抜粋本文:
────
今年の日本SF大賞受賞作「残月記」で注目を浴びている作家、小田雅久仁(まさくに)さんが奇想あふれる怪奇小説集「禍(わざわい)」(新潮社)を出した。10年余りにわたり、人体のパーツをモチーフに書きためた短編からよりすぐった7編が並ぶ。
「作家として時間がたっても古びない変な話を書きたいと思っていて。12年前に初めて雑誌に載った短編が耳をモチーフにしていたので、体の一部から発想した作品を書き続けてみようと。いずれ一冊にまとまればと思っていたんですが、やっと実現しました」
その短編「耳もぐり」は確かに変な話だ。失踪した恋人のアパートを訪れた「私」は隣人を名乗る男に出会う。男によると、失踪には人間の手が隠し持つ能力「耳もぐり」が関わっているというのだ。
冒頭に置かれた「食書」もヘン。小説家の男が空室と思って入った多目的トイレには小肥(こぶと)りの女が便器に座っていた。膝(ひざ)には本。読書中かと思ったら、女は突然ページを破りとり、丸めて口に入れてごくり。女は「絶対に食べちゃ駄目」「一枚食べたら……もう引きかえせないからね」と言い捨てて、姿を消した。
「口の話を書こうと決めて、何を食べさせたら面白くなるだろうかと考えて、本はどうかなと。文字を追って物語に没入するんじゃなく、食べた方がより没入感が高まるんじゃないかなと想像したんです」
────
記述問題 1:
抜粋本文を読み、次の問いに答えなさい。
(a) 「禍」には短編が何編並んでいるか。
(b) 耳をモチーフにした短編が初めて雑誌に載ったのは何年前か。
(c) 「食書」で、便器に座っていた女は本のページをどうしたか。

保存データ:
────
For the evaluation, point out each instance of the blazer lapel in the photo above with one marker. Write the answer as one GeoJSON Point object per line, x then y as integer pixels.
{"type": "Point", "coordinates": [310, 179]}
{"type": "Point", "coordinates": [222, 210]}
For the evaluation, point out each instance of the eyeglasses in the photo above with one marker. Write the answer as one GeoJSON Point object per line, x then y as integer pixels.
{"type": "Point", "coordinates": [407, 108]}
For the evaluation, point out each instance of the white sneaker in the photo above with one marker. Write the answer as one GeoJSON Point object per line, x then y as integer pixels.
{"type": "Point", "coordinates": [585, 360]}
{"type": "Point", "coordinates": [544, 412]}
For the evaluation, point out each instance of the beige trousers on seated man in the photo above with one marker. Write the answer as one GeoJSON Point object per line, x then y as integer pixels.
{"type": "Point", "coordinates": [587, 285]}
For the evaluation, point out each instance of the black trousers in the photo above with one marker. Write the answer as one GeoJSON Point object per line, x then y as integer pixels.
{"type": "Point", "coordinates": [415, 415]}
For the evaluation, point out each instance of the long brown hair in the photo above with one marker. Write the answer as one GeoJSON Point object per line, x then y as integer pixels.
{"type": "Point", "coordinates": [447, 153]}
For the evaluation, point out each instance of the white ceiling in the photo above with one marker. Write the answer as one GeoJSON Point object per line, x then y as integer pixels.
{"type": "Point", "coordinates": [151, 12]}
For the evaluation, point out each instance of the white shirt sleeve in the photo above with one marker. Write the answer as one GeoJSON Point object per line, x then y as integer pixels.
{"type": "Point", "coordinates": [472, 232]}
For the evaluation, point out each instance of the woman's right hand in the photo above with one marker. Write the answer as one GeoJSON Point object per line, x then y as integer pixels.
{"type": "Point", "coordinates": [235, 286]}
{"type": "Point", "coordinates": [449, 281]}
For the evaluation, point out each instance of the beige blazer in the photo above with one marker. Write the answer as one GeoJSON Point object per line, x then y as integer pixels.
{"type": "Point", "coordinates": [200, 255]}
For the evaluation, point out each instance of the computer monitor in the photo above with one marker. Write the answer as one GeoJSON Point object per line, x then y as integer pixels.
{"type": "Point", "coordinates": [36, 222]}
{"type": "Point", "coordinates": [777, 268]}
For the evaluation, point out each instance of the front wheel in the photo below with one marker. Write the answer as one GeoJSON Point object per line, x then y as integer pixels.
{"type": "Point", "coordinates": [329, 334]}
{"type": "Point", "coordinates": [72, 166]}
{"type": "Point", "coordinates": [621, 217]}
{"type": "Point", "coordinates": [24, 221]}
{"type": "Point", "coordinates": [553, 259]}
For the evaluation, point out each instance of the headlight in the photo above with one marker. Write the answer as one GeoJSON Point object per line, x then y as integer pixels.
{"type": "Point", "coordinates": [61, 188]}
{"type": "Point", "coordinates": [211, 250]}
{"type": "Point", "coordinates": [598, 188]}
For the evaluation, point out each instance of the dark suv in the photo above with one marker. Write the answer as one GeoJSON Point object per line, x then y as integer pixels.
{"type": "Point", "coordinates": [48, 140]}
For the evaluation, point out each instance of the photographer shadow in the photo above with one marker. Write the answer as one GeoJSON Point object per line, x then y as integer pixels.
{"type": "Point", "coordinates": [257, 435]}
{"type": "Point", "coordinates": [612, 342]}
────
記述問題 2:
記録のうち、「For the evaluation, point out each instance of the photographer」を含む行から記録の最後の行まで（両端を含む）を、指示文も含めてそのまま書き直しなさい。その際、解答の座標の数値すべてに63を加えること。

解答結果 1:
(a) 7編
(b) 12年前
(c) 突然ページを破りとり、丸めて口に入れ、飲み込んだ。

解答結果 2:
For the evaluation, point out each instance of the photographer shadow in the photo above with one marker. Write the answer as one GeoJSON Point object per line, x then y as integer pixels.
{"type": "Point", "coordinates": [320, 498]}
{"type": "Point", "coordinates": [675, 405]}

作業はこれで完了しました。